------ Exercise inputs ------

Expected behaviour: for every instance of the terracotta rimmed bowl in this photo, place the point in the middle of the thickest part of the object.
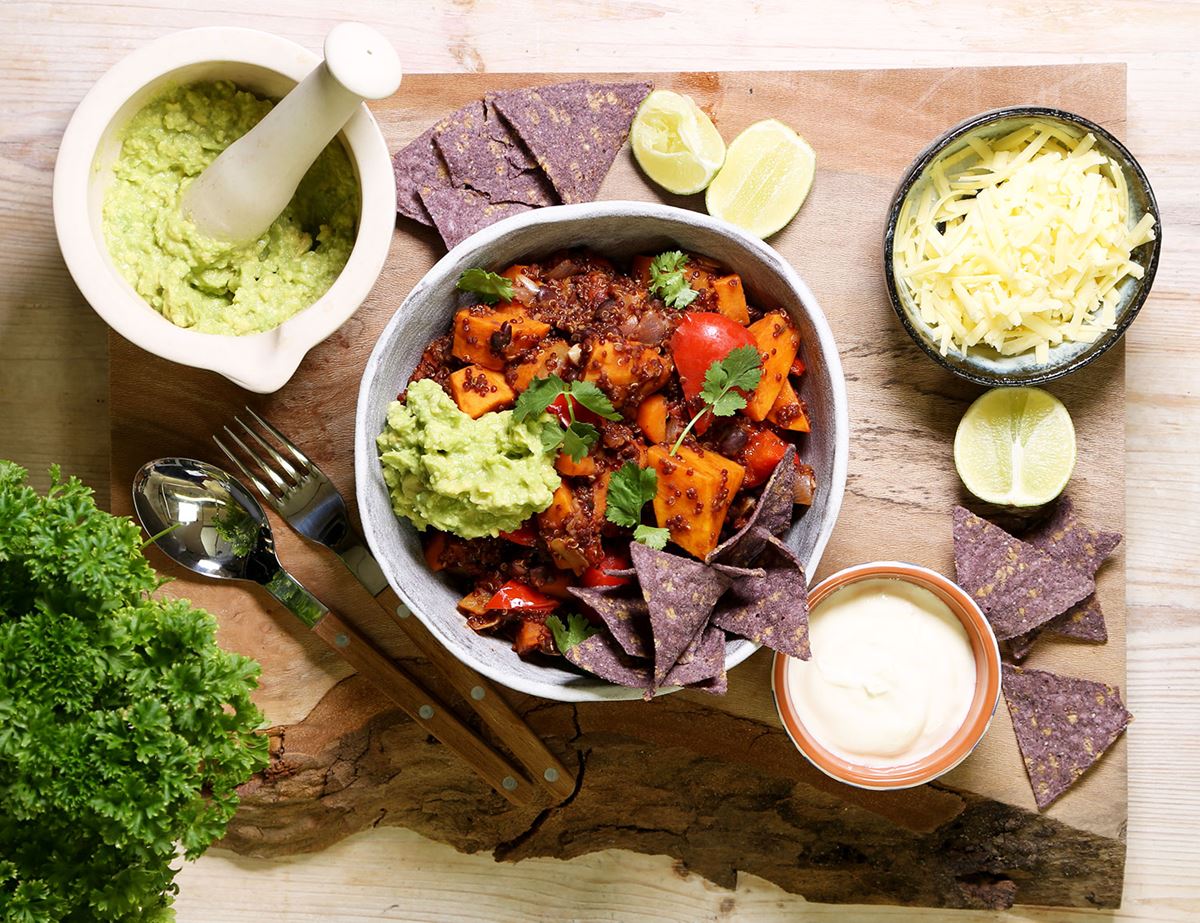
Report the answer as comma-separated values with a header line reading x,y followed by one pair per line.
x,y
270,66
984,365
617,229
975,725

------

What you return must match the records line for line, with the pictures left out.

**Output for this task:**
Expected behaviour: for every instance of the terracotta rimmed bowl in this photo, place the point in the middle of the thickest part of the object.
Report the answer as comma-separated values with a header line reading x,y followed by one pair per line.
x,y
270,66
984,365
617,229
975,725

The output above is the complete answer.